(Document section):

++++++

Katherine Whitney is the COO of the health food giant Green Goddess and Co, happily married to her professor husband, and mother to two young daughters. She's also the author of a best-selling book about work-life balance, appearing on television and in magazines constantly and acting as a role model to a nation of working mothers. But Katherine's life isn't as easy and as balanced as the shiny façade and the together demeanor might suggest. In fact, without her dedicated assistant, Lucy Cooper, keeping her together, all the balls Katherine has in the air would likely collide. And although Lucy's job is infinitely less high powered than Katherine's, her own life is so out of balance, it's about to crash and burn too.
Lucy originally wanted a position in digital media but to get her foot in the door at Green Goddess, she accepted a position as an assistant. Three years on, she's working for Katherine Whitney and has become indispensable to her, especially now when so many things are all of a sudden converging on Katherine and she's stretched thinner than she's ever been. This means that Lucy is busier than she's ever been too and she finds herself cancelling on her lovely and understanding long-term boyfriend Nick more than she should. When Nick finally proposes marriage to Lucy and she finds herself unable to say yes because of her deep-seated fear of marriage, the chaos at work keeps her from having to dwell on the mess she's making of her own life and what she needs to do to fix it. But eventually, choices will have to be made whether to help Katherine maintain the very public perfect façade she's created or whether to salvage Lucy's own life.

++++++

(Given data):
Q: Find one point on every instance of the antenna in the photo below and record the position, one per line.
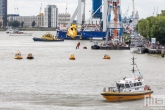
(65, 14)
(157, 11)
(133, 70)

++++++

(Work instructions):
(A) Set down word for word everything in the book description from "Katherine Whitney is" down to "and burn too.".
(B) Answer these questions using the book description:
(i) What position does Katherine Whitney hold at Green Goddess and Co?
(ii) What kind of position did Lucy Cooper originally want?
(iii) What is the name of Lucy's long-term boyfriend?
(C) Write what comes next in the book description, picking up after its final sentence.
The data plays no part in what follows and can be left aside.

(Solved problems):
(A)
Katherine Whitney is the COO of the health food giant Green Goddess and Co, happily married to her professor husband, and mother to two young daughters. She's also the author of a best-selling book about work-life balance, appearing on television and in magazines constantly and acting as a role model to a nation of working mothers. But Katherine's life isn't as easy and as balanced as the shiny façade and the together demeanor might suggest. In fact, without her dedicated assistant, Lucy Cooper, keeping her together, all the balls Katherine has in the air would likely collide. And although Lucy's job is infinitely less high powered than Katherine's, her own life is so out of balance, it's about to crash and burn too.

(B)
(i) She is the COO.
(ii) A position in digital media.
(iii) Nick.

(C)
Schnall has captured the harried pressure that many women find themselves facing as they try to achieve perfection in all areas of their lives without having enough hours in the day. Her portrayal of the panic and the stress so many feel when one or more things has to slide in order to focus on the most important thing is spot on and very real. Although the book itself takes a firm stance on the viability of this "having it all" culture we live in, it never feels preachy. It is very much a book of this time with numerous cultural references to firmly place it in the here and now. Lucy's character starts off appealing and likable but the reader wants to smack her when she allows herself to be a doormat and a martyr to work and to the smooth functioning of Katherine's world without taking into account the importance of everything in her own life. Katherine is, on balance, generally kind but she has some spectacular moments of nastiness and selfishness, often not seeing Lucy as anything other than a cog in the machine that she directs. Both women are less sympathetic as the book goes on and they continue to bow to outside expectations to the detriment of their future happiness but their on-going capitulation to these unrealistic expectations points to the question of just why this is such a challenge for women. Is it institutionalized? Is it self-inflicted? And how do we change things without handicapping women? These are questions that aren't really answered, as they really can't be. The problem is continuing and all we can do is try to get to the bottom of it. Readers interested in this dynamic will be find this an interesting and thought-provoking read for sure.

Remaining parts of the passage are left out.